◆ **Source document**
I burn through dozens or hundreds of map rolls for every report you see here. Many look like this. Some desert, but it's only going to be enough if there's a lot more past those hills. Or a map might have expansive desert, but the right elements for a capital (hill plant, river, 3-food tile and more hills in first ring) don't always come together in one spot. Each time I see a start like this, I move the settler to take a look, ready to just click restart if the move doesn't pay off.

Umm, that qualifies!

With triple wheat, of course I grew the capital to size 2 then 3 manually. A population ruin went to 4, and I kept going even to size 5 as well. Remember that the hammer opportunity cost of growing is lower than the apparent food cost when you're comparing 3-food to 2-hammer tiles. The opportunity cost of early hammers into scouts would be paid back by working the additional hills to produce the starvation settlers.

Ruins popped Mining on turn 3, culture on turn 8 (by the ruin visible south of Warsaw) which was perfect, t9 70g, map, t13 spearman upgrade which is also great, t15 55g, t15 the aforementioned population to size 4 perfectly timed, t16 culture again booyah, archer upgrade, ...

and on turn 24 our blessed lady of faith and the game is on. t26 80g to buy the worker, map, t30 third culture ruin, t34 Trapping from the last relevant ruin.

Research: I got tempted by the early Mining pop into researching Bronze Working right away in hopes of finding iron at the capital. This was something of a mistake, should have done Archery to put out an archer for defense right after the scouts. I built three scouts - monument - worker, pushing out that last (and buying one as usual) unescorted. I lost about six worker-turns between the two of them having to dodge some barbarians before getting an archer out to cover them. But that's no real loss as that six turns was how long it would have taken to do an archer before that worker anyway.

Also relevant from that list of ruins results was the spearman upgrade for the starting warrior, which allows seizing tribute from a city-state with the starting strength value of 11 and no units. Here I got two right next to each other. These provided an important shot of gold to buy the hills needed to build settlers.

Culture: turn 8 the Tradition opener, t16 Oligarchy, t26 Legalism, T40 Monarchy because Landed Elite doesn't help for starvation settlers.

That's the starvation settler setup. Not as spectacular as Collective Rule or Shoshone games can be, but solidly productive enough.


I have to relate this episode, although it has nothing to do with the main narrative. My scout found a stealable Dutch settler here.

◆ **Task instructions**
Repeat the game report word for word, from "Culture: turn 8" up to and including "Dutch settler here.". The items after this point come from a separate source and are not part of the game report.

◆ **Given records**
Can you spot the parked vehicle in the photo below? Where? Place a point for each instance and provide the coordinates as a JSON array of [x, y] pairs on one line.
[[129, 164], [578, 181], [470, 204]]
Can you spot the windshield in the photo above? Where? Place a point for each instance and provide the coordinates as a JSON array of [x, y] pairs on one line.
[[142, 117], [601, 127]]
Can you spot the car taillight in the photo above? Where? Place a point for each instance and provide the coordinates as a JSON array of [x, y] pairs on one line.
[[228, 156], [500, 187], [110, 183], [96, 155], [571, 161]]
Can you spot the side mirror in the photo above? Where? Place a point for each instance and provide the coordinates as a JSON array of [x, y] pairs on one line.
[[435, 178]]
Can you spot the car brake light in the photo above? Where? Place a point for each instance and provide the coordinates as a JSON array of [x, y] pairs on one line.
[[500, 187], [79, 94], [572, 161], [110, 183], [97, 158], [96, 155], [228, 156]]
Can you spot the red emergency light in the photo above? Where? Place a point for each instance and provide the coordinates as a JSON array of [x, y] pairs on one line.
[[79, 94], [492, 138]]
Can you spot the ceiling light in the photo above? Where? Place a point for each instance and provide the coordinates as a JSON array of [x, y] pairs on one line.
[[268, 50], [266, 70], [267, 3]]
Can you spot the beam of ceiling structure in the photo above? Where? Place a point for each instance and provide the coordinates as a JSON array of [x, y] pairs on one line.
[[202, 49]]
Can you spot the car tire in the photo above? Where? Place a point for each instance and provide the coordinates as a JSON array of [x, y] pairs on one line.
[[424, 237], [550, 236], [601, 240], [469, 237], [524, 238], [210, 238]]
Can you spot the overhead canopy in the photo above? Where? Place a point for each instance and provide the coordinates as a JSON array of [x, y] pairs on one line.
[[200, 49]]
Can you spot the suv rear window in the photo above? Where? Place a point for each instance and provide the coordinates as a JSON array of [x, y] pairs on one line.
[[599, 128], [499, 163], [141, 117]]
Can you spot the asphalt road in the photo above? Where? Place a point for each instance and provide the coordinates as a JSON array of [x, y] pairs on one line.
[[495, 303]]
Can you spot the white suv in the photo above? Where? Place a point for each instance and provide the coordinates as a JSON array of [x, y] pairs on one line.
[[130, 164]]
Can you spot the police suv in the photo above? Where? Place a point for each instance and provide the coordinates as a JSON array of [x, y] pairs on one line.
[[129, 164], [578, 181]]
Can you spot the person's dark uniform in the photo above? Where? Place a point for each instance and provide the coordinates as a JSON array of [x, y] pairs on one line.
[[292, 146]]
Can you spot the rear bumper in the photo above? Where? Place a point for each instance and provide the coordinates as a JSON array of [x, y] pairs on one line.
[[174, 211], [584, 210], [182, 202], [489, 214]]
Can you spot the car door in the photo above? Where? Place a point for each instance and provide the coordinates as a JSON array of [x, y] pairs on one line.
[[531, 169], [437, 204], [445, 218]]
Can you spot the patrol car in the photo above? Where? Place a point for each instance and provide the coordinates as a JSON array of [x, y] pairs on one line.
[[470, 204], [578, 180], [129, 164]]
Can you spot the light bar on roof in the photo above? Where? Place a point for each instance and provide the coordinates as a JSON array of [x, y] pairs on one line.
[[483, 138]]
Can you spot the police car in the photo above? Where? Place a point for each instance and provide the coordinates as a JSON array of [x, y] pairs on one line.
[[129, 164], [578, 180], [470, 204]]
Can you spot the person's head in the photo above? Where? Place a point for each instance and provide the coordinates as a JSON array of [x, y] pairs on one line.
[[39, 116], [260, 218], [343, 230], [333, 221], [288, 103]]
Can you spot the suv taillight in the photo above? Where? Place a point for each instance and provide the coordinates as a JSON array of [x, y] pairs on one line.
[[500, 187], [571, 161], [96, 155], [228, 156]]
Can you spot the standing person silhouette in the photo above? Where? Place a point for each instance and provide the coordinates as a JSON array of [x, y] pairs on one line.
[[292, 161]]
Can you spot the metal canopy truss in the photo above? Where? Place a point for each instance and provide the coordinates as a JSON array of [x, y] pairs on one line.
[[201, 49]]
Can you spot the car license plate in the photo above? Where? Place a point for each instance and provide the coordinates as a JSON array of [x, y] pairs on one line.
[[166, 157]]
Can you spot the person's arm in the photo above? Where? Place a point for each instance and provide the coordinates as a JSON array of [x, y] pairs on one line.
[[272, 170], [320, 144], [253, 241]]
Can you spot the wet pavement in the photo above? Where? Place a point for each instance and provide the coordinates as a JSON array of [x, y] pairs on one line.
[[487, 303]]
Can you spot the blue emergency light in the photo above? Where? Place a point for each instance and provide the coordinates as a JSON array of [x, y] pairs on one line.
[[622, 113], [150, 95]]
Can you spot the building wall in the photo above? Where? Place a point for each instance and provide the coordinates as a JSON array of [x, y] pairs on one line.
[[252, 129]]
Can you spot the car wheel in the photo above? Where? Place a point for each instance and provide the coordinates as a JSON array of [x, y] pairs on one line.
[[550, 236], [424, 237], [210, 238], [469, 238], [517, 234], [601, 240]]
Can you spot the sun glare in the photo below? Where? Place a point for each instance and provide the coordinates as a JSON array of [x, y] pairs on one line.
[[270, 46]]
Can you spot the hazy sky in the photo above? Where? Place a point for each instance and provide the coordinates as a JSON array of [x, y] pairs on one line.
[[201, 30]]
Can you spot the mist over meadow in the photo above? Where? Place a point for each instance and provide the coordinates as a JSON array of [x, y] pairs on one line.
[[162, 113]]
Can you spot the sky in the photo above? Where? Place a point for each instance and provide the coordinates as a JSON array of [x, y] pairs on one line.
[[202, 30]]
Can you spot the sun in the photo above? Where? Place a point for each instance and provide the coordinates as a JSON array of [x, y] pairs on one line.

◆ **Solution to this problem**
Culture: turn 8 the Tradition opener, t16 Oligarchy, t26 Legalism, T40 Monarchy because Landed Elite doesn't help for starvation settlers.

That's the starvation settler setup. Not as spectacular as Collective Rule or Shoshone games can be, but solidly productive enough.


I have to relate this episode, although it has nothing to do with the main narrative. My scout found a stealable Dutch settler here.